◆ Dataset extract ◆
========================================
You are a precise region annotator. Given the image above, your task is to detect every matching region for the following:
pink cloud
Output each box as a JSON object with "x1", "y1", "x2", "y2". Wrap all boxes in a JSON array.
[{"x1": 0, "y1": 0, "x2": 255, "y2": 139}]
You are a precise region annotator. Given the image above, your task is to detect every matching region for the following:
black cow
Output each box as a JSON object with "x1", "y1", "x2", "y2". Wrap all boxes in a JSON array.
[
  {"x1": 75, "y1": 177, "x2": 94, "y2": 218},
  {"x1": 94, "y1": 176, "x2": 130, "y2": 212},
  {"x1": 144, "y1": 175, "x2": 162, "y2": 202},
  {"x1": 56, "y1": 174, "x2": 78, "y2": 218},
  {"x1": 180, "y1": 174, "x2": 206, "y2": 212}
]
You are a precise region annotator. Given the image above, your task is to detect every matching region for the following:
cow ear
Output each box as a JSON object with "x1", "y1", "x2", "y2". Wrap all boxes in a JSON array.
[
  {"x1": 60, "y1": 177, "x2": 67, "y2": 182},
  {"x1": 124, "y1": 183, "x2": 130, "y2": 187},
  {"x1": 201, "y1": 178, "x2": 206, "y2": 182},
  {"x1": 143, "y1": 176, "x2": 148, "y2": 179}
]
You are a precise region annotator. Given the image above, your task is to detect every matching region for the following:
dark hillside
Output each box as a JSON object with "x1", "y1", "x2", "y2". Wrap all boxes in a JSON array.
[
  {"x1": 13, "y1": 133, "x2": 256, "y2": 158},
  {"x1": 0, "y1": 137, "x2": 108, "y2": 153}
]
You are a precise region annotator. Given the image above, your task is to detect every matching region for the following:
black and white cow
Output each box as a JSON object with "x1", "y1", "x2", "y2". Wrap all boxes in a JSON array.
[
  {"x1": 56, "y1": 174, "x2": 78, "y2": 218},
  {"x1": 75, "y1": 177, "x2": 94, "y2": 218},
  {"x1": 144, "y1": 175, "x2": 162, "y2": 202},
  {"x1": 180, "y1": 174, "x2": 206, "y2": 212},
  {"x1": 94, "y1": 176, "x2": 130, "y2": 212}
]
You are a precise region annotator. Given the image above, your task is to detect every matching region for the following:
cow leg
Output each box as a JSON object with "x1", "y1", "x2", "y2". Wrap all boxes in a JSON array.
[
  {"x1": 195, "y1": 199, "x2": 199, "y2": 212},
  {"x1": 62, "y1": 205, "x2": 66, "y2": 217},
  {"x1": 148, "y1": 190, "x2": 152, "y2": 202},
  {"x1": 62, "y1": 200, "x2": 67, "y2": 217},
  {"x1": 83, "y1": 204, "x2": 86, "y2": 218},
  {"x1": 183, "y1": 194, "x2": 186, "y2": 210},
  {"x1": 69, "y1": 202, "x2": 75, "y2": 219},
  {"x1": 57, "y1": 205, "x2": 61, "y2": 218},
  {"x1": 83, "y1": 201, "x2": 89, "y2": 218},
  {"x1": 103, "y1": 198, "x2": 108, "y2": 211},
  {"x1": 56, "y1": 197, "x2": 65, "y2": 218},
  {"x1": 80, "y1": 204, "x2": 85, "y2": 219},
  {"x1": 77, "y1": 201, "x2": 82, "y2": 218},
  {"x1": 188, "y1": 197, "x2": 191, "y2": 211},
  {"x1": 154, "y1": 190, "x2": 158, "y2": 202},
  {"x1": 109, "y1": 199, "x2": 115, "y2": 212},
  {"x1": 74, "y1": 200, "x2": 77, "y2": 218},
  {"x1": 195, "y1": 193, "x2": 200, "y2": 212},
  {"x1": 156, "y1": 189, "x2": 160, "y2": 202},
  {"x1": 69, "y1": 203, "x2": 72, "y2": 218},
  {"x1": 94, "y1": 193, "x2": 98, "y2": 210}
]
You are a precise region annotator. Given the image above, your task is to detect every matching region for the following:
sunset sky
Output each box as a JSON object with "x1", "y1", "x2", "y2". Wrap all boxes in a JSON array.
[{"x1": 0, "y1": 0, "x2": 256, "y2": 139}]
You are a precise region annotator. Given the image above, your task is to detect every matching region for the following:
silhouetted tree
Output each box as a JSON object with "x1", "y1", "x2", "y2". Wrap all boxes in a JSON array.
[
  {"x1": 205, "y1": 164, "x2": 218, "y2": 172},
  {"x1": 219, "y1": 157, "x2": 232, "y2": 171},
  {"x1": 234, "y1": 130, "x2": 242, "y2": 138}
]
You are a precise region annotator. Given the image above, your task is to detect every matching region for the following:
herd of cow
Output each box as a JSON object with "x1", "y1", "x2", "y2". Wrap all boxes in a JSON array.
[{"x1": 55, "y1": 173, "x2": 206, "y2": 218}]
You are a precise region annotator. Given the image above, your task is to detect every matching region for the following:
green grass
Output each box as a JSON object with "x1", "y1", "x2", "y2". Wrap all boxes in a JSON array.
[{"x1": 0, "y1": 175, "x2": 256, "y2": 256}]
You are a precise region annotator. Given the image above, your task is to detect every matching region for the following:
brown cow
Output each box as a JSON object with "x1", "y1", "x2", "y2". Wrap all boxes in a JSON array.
========================================
◆ Exercise prompt ◆
Produce the material above again, word for word.

◆ Finished task ◆
You are a precise region annotator. Given the image above, your task is to detect every matching region for the following:
pink cloud
Output each box as a JSON object with "x1", "y1", "x2", "y2". Wrap all boxes in a JSON array.
[{"x1": 0, "y1": 0, "x2": 255, "y2": 139}]
You are a precise region annotator. Given the image above, your task is to detect every matching region for the following:
black cow
Output each box as a JSON object with "x1", "y1", "x2", "y2". Wrap all boxes in a JSON array.
[
  {"x1": 75, "y1": 177, "x2": 94, "y2": 218},
  {"x1": 94, "y1": 176, "x2": 130, "y2": 212},
  {"x1": 144, "y1": 175, "x2": 162, "y2": 202},
  {"x1": 56, "y1": 174, "x2": 78, "y2": 218},
  {"x1": 180, "y1": 174, "x2": 206, "y2": 212}
]
You are a precise region annotator. Given the image above, your task is to detect every matching region for the following:
cow ear
Output each box as a JSON object with "x1", "y1", "x2", "y2". Wrap all boxes in a JSON array.
[
  {"x1": 60, "y1": 177, "x2": 67, "y2": 182},
  {"x1": 124, "y1": 183, "x2": 130, "y2": 187},
  {"x1": 201, "y1": 178, "x2": 206, "y2": 182},
  {"x1": 143, "y1": 176, "x2": 148, "y2": 179}
]
You are a precise region annotator. Given the image above, your task is to detect every matching region for the following:
dark hillside
Output each box as a JSON object with "x1", "y1", "x2", "y2". Wrap all boxes in a JSON array.
[
  {"x1": 13, "y1": 133, "x2": 256, "y2": 158},
  {"x1": 0, "y1": 137, "x2": 108, "y2": 153}
]
You are a precise region annotator. Given the image above, your task is to detect every matching region for the following:
black and white cow
Output each box as a JSON object with "x1", "y1", "x2", "y2". Wrap all boxes in a JSON array.
[
  {"x1": 56, "y1": 174, "x2": 78, "y2": 218},
  {"x1": 75, "y1": 177, "x2": 94, "y2": 218},
  {"x1": 144, "y1": 175, "x2": 162, "y2": 202},
  {"x1": 180, "y1": 174, "x2": 206, "y2": 212},
  {"x1": 94, "y1": 176, "x2": 130, "y2": 212}
]
You are a precise region annotator. Given the image above, your task is to detect every matching region for the following:
cow leg
Output each box as a JSON object with "x1", "y1", "x2", "y2". Wrap all boxes in a JSON array.
[
  {"x1": 195, "y1": 199, "x2": 199, "y2": 212},
  {"x1": 62, "y1": 205, "x2": 66, "y2": 217},
  {"x1": 148, "y1": 190, "x2": 152, "y2": 202},
  {"x1": 62, "y1": 200, "x2": 67, "y2": 217},
  {"x1": 83, "y1": 204, "x2": 86, "y2": 218},
  {"x1": 183, "y1": 194, "x2": 186, "y2": 210},
  {"x1": 69, "y1": 202, "x2": 75, "y2": 219},
  {"x1": 57, "y1": 205, "x2": 61, "y2": 218},
  {"x1": 83, "y1": 201, "x2": 89, "y2": 218},
  {"x1": 103, "y1": 198, "x2": 108, "y2": 211},
  {"x1": 56, "y1": 197, "x2": 65, "y2": 218},
  {"x1": 80, "y1": 204, "x2": 85, "y2": 219},
  {"x1": 77, "y1": 201, "x2": 82, "y2": 218},
  {"x1": 188, "y1": 197, "x2": 191, "y2": 211},
  {"x1": 154, "y1": 190, "x2": 158, "y2": 202},
  {"x1": 109, "y1": 199, "x2": 115, "y2": 212},
  {"x1": 74, "y1": 200, "x2": 77, "y2": 218},
  {"x1": 195, "y1": 193, "x2": 200, "y2": 212},
  {"x1": 156, "y1": 189, "x2": 160, "y2": 202},
  {"x1": 69, "y1": 203, "x2": 72, "y2": 218},
  {"x1": 94, "y1": 193, "x2": 98, "y2": 210}
]
You are a precise region annotator. Given the image above, your task is to detect every matching region for the following:
sunset sky
Output each box as a JSON object with "x1", "y1", "x2", "y2". Wrap all boxes in a JSON array.
[{"x1": 0, "y1": 0, "x2": 256, "y2": 139}]
You are a precise region annotator. Given the image above, your task is to detect every matching region for the following:
silhouetted tree
Output each box as a JSON object with "x1", "y1", "x2", "y2". Wrap all boxes in a JSON array.
[
  {"x1": 205, "y1": 164, "x2": 218, "y2": 172},
  {"x1": 219, "y1": 157, "x2": 232, "y2": 171},
  {"x1": 234, "y1": 130, "x2": 242, "y2": 138}
]
You are a precise region annotator. Given the image above, your task is to detect every matching region for the following:
herd of cow
Output each box as a JSON object with "x1", "y1", "x2", "y2". Wrap all boxes in a JSON array.
[{"x1": 55, "y1": 173, "x2": 206, "y2": 218}]
You are a precise region annotator. Given the image above, your task is to detect every matching region for the following:
green grass
Output each box as a JSON object with "x1", "y1", "x2", "y2". Wrap all boxes in a JSON array.
[{"x1": 0, "y1": 175, "x2": 256, "y2": 256}]
You are a precise region annotator. Given the image above, your task is to detect every matching region for the following:
brown cow
Output each box as a JSON object with "x1", "y1", "x2", "y2". Wrap all boxes in a JSON array.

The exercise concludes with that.